:: Extracted material ::

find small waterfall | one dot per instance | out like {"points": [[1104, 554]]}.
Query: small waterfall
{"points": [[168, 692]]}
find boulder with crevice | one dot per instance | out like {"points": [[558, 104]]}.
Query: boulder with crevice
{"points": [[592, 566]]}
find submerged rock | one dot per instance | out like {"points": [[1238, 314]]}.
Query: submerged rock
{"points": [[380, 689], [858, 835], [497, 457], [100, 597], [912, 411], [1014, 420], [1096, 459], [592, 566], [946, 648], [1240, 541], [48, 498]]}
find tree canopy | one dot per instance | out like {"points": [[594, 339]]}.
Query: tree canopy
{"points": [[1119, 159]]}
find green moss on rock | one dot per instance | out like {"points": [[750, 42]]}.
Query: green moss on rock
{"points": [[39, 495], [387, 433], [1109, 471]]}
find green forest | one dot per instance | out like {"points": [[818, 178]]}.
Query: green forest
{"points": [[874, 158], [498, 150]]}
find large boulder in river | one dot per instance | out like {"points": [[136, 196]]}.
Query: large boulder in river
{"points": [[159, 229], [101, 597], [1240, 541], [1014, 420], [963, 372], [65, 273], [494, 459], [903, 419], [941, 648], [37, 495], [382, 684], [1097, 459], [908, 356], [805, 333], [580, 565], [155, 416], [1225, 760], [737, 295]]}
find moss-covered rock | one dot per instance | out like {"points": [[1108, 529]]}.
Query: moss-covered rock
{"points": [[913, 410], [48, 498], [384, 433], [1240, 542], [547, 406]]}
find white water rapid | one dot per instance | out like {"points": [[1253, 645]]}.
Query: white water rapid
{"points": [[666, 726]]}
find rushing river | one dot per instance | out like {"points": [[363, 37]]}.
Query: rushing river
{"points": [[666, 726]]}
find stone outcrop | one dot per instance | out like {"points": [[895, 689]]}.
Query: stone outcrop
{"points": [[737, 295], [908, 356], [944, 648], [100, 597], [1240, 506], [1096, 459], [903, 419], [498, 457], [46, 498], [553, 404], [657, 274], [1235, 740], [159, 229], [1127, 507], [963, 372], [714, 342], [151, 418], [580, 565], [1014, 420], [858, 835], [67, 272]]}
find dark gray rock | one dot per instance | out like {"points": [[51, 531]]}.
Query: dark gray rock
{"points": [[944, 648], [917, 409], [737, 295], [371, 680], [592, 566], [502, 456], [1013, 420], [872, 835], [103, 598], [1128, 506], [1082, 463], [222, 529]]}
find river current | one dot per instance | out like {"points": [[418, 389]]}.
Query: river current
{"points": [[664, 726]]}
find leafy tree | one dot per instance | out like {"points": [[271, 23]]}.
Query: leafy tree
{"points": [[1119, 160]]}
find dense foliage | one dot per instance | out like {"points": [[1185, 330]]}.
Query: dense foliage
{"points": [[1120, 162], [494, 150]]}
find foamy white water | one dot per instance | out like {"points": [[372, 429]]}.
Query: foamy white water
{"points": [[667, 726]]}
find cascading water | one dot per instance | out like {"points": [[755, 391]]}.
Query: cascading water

:::

» **To do**: Rewrite the listing above, changing "one dot per instance" to "a single dot for each instance" wherever it occurs and leaving every other line and character unchanged.

» **Result of this exercise**:
find small waterfall | a single dot for each instance | out like {"points": [[1104, 554]]}.
Query: small waterfall
{"points": [[168, 692]]}
find boulder with crevice | a single dot for each instance | out like {"points": [[558, 104]]}.
Query: boulder with crevice
{"points": [[592, 566]]}
find submerged rock | a single dot for each instance | out like {"points": [[1238, 314]]}.
Query: submerged rock
{"points": [[380, 689], [858, 835], [497, 457], [100, 597], [912, 411], [1014, 420], [1096, 459], [592, 566], [946, 648], [1240, 541], [48, 498]]}
find tree canopy | a single dot for each instance | out like {"points": [[594, 339]]}.
Query: tree canopy
{"points": [[1119, 159]]}
find green moss on rock | a single dot for each instance | out like {"points": [[750, 42]]}.
Query: green moss on rock
{"points": [[39, 495], [387, 433], [1109, 471]]}
find green forest | a single dot for each instance | out like {"points": [[818, 178]]}.
Query: green forest
{"points": [[874, 158], [498, 150]]}
find large boulder in river | a single dot for each instance | out like {"points": [[136, 196]]}.
Query: large boulder in river
{"points": [[159, 229], [101, 597], [1240, 541], [1014, 420], [963, 372], [65, 273], [494, 459], [903, 419], [941, 648], [37, 495], [382, 684], [1097, 459], [908, 356], [805, 333], [580, 565], [155, 416], [1225, 760], [737, 295]]}
find moss-covered rock | a single dot for each instance | out like {"points": [[1108, 529]]}.
Query: moss-covered rock
{"points": [[913, 410], [48, 498], [384, 433], [1240, 542], [547, 406]]}
find white water rapid | a single dot for each instance | out like {"points": [[1253, 645]]}.
Query: white water rapid
{"points": [[666, 726]]}
find rushing river | a single dot for each instance | out like {"points": [[363, 37]]}.
Query: rushing river
{"points": [[666, 726]]}
find stone outcrop | a single dot for each instance | out like {"points": [[895, 689]]}.
Query: stone outcrop
{"points": [[737, 295], [908, 356], [944, 648], [100, 597], [1240, 506], [1096, 459], [903, 419], [498, 457], [46, 498], [553, 404], [657, 274], [1235, 740], [159, 229], [1127, 507], [963, 372], [714, 342], [151, 418], [580, 565], [1014, 420], [858, 835], [67, 272]]}
find dark gray rock | a single dot for each instance | out like {"points": [[51, 531]]}.
Query: dark gray rock
{"points": [[944, 648], [917, 409], [737, 295], [371, 680], [592, 566], [502, 456], [1013, 420], [872, 835], [103, 598], [1128, 506], [1082, 463], [222, 529]]}
find river current | a single dot for each instance | out like {"points": [[418, 389]]}.
Query: river current
{"points": [[664, 726]]}
find leafy tree | a single dot for each instance | out like {"points": [[271, 23]]}.
Query: leafy tree
{"points": [[1119, 160]]}
find dense foliage | a single dot for each instance | out like {"points": [[1185, 330]]}.
Query: dense foliage
{"points": [[1120, 162], [494, 150]]}
find foamy white water | a single dot for each instance | out like {"points": [[372, 429]]}.
Query: foamy white water
{"points": [[667, 726]]}
find cascading water | a single dot for each instance | out like {"points": [[755, 391]]}.
Query: cascading water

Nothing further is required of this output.